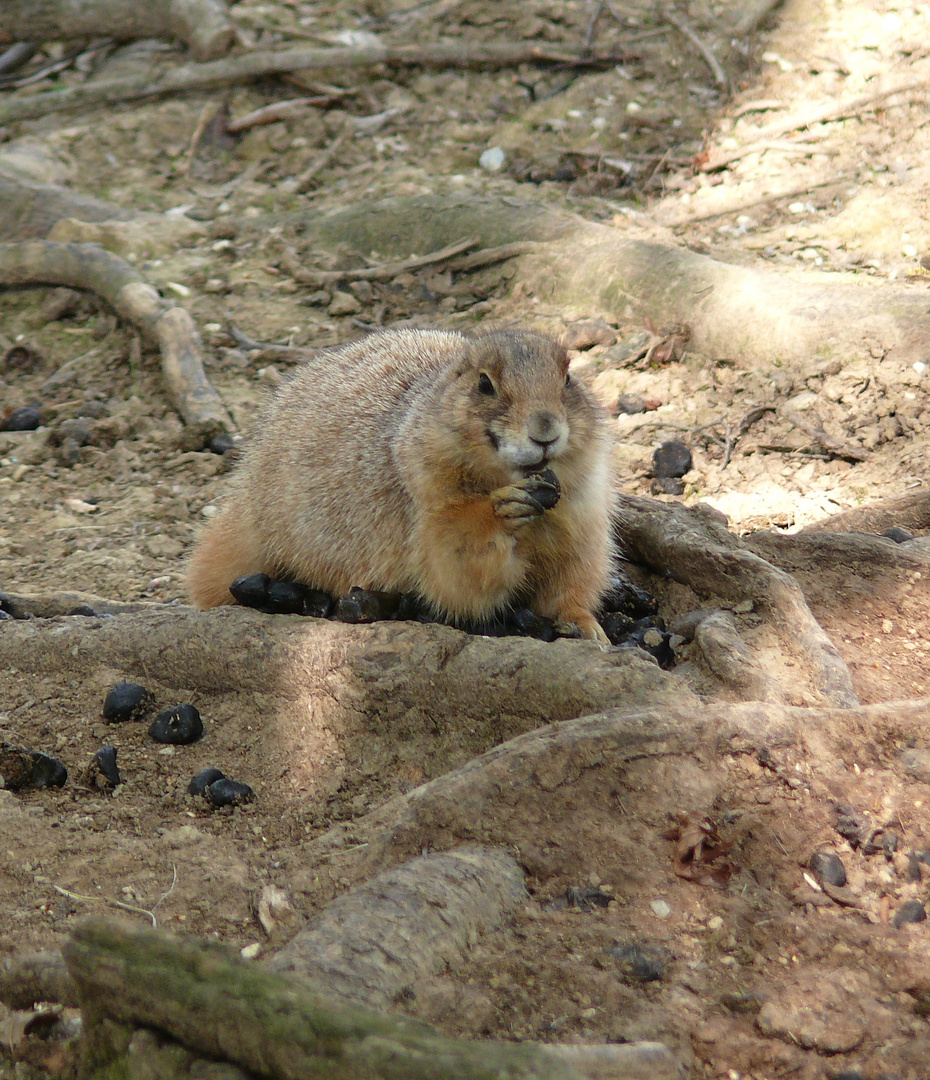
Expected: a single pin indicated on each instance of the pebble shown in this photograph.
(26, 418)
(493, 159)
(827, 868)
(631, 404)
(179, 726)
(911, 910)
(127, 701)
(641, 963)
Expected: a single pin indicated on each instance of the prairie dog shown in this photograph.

☆ ☆ ☆

**Description of the task:** All entries above should be printed exactly, though without their pictures.

**Task solution:**
Expected: a single pin indicated on each instance of the pebble shown in this photograph.
(26, 418)
(493, 159)
(827, 868)
(631, 404)
(179, 726)
(911, 910)
(127, 701)
(641, 963)
Expected: a single pin indicated on each instance of the prairie dog shown in this photograph.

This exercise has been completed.